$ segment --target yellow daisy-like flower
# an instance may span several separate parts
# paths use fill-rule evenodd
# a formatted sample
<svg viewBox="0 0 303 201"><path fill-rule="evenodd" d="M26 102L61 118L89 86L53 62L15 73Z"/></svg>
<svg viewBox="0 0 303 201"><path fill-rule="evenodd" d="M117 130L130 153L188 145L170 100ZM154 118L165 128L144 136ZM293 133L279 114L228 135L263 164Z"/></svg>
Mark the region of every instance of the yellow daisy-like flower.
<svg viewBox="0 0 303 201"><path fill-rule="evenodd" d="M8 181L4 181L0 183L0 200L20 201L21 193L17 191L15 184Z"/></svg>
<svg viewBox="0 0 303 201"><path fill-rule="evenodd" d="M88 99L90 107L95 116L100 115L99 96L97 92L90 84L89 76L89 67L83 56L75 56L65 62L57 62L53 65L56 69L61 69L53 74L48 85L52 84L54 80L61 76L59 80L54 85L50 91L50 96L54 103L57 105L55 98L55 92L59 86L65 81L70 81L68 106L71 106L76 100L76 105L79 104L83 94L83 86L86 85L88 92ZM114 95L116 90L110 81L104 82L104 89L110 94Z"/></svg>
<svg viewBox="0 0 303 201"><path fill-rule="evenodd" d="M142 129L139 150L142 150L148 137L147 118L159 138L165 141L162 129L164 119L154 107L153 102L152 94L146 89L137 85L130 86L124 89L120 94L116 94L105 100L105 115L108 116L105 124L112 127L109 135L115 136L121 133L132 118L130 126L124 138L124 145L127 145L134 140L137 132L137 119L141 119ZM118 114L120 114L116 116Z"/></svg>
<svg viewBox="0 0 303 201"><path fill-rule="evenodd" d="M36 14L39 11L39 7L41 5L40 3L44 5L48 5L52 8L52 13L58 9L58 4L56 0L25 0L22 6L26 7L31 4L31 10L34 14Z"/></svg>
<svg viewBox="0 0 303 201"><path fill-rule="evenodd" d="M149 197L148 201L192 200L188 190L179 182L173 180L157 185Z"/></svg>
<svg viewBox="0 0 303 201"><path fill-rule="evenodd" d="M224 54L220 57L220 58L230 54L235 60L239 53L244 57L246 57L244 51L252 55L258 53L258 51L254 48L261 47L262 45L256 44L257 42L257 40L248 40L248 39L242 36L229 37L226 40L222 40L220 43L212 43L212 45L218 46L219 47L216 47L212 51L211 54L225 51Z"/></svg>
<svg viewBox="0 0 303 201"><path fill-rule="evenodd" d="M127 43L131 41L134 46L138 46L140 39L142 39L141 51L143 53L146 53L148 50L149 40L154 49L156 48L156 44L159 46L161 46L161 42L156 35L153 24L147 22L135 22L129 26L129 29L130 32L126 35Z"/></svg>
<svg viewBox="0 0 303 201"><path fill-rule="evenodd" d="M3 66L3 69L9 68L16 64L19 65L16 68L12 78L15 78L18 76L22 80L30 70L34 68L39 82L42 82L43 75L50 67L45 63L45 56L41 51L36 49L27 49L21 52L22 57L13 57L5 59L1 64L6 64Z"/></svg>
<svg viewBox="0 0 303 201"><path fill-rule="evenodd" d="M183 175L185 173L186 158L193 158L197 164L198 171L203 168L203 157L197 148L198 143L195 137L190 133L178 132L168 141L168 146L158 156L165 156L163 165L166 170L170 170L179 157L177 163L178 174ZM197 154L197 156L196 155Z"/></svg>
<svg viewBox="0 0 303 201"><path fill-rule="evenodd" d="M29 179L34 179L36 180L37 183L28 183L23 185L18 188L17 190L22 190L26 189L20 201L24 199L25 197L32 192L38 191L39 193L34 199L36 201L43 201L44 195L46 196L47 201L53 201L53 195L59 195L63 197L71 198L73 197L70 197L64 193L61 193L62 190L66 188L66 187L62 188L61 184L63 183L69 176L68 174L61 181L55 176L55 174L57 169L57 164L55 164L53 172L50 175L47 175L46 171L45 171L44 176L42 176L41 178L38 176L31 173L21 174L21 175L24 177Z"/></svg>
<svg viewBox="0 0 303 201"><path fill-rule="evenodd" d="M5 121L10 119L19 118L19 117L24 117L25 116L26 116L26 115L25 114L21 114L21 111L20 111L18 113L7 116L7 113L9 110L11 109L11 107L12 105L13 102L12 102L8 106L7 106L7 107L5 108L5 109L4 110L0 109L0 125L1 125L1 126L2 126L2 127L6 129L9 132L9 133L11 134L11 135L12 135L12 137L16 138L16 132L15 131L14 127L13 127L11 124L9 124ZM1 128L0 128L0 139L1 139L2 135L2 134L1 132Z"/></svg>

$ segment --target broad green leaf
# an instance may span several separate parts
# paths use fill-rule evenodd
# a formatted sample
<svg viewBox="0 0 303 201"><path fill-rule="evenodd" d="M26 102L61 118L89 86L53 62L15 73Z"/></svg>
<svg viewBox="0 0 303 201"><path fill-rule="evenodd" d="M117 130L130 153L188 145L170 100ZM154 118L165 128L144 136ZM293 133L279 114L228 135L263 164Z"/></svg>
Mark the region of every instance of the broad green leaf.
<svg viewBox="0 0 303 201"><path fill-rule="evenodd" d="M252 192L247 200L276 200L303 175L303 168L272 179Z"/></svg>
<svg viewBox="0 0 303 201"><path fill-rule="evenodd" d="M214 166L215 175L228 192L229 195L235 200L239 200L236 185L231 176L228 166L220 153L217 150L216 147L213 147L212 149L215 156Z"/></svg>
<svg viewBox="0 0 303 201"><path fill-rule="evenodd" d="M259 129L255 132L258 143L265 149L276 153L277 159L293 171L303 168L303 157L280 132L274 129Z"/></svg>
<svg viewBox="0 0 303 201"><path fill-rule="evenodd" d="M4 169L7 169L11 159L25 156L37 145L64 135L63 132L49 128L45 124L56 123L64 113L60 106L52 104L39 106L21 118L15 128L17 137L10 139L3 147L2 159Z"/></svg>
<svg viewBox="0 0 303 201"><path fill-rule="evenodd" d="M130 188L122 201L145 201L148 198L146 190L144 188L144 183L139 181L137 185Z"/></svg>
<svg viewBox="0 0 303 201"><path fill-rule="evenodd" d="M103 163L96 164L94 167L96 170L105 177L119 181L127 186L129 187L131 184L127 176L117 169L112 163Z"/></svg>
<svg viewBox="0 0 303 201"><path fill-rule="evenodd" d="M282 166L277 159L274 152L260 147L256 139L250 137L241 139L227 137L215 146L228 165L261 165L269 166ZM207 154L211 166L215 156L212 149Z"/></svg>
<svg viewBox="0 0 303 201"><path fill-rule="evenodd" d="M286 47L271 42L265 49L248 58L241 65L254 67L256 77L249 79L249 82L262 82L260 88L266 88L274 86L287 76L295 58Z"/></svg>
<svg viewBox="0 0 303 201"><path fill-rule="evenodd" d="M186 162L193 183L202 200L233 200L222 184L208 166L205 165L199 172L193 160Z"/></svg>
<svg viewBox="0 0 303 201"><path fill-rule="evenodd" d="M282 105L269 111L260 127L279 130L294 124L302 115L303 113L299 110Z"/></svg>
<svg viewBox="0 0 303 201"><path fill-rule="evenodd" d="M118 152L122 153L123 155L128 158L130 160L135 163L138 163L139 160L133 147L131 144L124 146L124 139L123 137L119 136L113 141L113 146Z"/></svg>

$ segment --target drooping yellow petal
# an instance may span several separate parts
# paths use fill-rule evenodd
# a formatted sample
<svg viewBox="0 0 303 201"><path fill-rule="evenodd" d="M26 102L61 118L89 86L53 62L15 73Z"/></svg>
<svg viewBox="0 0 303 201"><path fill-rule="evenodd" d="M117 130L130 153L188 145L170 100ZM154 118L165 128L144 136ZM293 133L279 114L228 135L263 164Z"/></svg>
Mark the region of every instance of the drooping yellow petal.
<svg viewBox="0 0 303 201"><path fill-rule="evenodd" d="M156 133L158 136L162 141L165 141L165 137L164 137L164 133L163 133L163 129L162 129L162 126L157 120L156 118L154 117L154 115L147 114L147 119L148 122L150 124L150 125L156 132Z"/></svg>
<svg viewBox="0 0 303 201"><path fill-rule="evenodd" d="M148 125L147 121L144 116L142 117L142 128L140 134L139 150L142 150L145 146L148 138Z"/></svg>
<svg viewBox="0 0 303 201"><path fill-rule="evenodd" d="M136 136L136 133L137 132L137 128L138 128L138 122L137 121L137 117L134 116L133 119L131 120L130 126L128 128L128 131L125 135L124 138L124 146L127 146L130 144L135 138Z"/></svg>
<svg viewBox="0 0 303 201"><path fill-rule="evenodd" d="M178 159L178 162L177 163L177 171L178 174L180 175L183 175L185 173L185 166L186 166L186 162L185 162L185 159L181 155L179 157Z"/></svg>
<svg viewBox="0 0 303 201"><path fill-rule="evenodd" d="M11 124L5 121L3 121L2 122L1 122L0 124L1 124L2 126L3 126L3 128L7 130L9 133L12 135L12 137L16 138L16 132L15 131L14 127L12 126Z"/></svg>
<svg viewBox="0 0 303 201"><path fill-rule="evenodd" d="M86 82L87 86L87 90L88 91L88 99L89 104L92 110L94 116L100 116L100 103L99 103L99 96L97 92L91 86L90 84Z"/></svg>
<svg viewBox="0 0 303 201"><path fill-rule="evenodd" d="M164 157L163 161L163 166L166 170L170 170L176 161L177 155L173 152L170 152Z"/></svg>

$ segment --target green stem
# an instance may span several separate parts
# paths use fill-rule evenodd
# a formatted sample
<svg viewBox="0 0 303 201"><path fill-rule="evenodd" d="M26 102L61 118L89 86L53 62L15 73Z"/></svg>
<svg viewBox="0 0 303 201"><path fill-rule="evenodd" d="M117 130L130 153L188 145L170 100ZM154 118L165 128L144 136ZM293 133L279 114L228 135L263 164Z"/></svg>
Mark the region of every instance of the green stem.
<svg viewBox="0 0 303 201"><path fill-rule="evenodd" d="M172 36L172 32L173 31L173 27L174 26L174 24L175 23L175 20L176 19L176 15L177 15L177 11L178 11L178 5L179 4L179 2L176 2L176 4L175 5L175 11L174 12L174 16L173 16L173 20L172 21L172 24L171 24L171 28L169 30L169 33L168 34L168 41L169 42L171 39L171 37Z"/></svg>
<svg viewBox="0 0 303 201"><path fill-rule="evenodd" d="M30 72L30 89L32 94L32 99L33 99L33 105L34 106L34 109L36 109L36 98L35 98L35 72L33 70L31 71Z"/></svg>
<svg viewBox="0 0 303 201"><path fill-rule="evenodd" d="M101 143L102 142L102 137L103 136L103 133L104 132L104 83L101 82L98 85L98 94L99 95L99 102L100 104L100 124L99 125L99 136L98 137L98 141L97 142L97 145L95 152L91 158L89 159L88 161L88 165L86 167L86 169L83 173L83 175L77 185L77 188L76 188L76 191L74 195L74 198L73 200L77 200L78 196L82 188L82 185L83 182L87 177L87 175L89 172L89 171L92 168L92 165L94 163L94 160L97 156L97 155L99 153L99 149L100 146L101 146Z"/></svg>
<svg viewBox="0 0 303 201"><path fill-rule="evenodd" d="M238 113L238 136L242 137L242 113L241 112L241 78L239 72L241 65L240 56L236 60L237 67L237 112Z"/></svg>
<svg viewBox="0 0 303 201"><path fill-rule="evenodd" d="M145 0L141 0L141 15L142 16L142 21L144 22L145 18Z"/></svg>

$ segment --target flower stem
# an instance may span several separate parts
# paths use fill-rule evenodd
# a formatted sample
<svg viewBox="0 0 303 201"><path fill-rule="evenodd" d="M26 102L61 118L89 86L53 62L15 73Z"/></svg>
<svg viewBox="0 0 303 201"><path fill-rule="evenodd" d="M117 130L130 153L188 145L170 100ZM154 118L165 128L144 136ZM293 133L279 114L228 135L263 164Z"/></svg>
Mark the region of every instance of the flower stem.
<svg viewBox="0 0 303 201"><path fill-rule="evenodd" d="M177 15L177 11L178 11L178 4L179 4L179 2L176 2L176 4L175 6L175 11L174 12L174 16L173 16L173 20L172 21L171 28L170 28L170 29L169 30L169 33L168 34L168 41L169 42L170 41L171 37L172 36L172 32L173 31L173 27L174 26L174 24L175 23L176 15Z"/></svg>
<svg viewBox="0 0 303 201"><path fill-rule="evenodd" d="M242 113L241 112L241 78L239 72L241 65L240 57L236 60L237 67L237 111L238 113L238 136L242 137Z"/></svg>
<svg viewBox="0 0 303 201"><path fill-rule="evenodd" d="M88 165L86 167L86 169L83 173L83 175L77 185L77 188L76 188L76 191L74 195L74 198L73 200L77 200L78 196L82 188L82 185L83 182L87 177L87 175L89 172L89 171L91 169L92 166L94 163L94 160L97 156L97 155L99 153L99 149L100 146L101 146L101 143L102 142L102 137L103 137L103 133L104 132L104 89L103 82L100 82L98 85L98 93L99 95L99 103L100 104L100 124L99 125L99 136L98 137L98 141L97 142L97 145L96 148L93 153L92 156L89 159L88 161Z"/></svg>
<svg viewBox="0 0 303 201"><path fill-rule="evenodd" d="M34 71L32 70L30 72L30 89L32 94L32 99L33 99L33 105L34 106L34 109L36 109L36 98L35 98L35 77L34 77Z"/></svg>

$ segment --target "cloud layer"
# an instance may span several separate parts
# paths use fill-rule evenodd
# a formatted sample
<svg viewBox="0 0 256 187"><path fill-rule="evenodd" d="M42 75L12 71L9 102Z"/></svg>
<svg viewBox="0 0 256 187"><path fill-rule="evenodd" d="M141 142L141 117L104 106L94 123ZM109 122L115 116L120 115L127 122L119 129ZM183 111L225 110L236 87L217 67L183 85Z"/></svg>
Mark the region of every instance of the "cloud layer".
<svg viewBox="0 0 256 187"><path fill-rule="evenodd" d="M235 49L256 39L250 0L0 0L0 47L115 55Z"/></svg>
────────────────────────────────────────
> [EXERCISE PROMPT]
Beginning at the line that holds "--target flower stem", reproduce each line of the records above down to and including the last one.

> [EXERCISE RESPONSE]
$ segment --target flower stem
# an instance may span several separate parts
# paths use fill-rule evenodd
# a formatted sample
<svg viewBox="0 0 303 201"><path fill-rule="evenodd" d="M26 102L61 118L89 86L53 62L15 73Z"/></svg>
<svg viewBox="0 0 303 201"><path fill-rule="evenodd" d="M117 130L130 153L188 145L170 100ZM154 118L165 128L144 136ZM293 133L279 114L228 135L263 164Z"/></svg>
Mark the region of every instance of the flower stem.
<svg viewBox="0 0 303 201"><path fill-rule="evenodd" d="M177 15L177 11L178 11L178 4L179 4L179 2L176 2L176 4L175 6L175 11L174 12L174 16L173 16L173 20L172 21L171 28L170 28L170 29L169 30L169 33L168 34L168 41L169 42L170 41L171 37L172 36L172 32L173 31L173 27L174 26L174 24L175 23L176 15Z"/></svg>
<svg viewBox="0 0 303 201"><path fill-rule="evenodd" d="M242 113L241 112L241 78L239 72L241 65L240 57L236 60L237 67L237 111L238 113L238 136L242 137Z"/></svg>
<svg viewBox="0 0 303 201"><path fill-rule="evenodd" d="M88 165L86 167L86 169L83 173L83 175L77 185L77 188L76 188L76 191L74 195L74 198L73 200L77 200L78 196L82 188L82 185L83 182L87 177L87 175L89 172L89 171L91 169L92 166L94 163L94 160L97 156L97 155L99 153L99 149L100 146L101 146L101 143L102 142L102 137L103 137L103 133L104 132L104 89L103 82L100 82L98 85L98 93L99 95L99 103L100 104L100 124L99 125L99 136L98 137L98 141L97 142L97 145L96 148L93 153L92 156L89 159L88 161Z"/></svg>
<svg viewBox="0 0 303 201"><path fill-rule="evenodd" d="M34 71L32 70L30 72L30 89L32 94L32 99L33 99L33 105L34 106L34 109L36 109L36 98L35 98L35 77L34 77Z"/></svg>

$ segment --target "cloud layer"
# an instance may span several separate parts
# paths use fill-rule evenodd
# a formatted sample
<svg viewBox="0 0 256 187"><path fill-rule="evenodd" d="M42 75L12 71L9 102Z"/></svg>
<svg viewBox="0 0 256 187"><path fill-rule="evenodd" d="M141 142L141 117L104 106L94 123ZM109 122L115 116L120 115L127 122L119 129ZM183 111L225 110L236 87L217 67L183 85Z"/></svg>
Mark the region of every instance of the "cloud layer".
<svg viewBox="0 0 256 187"><path fill-rule="evenodd" d="M235 49L256 39L250 0L0 0L0 47L115 55Z"/></svg>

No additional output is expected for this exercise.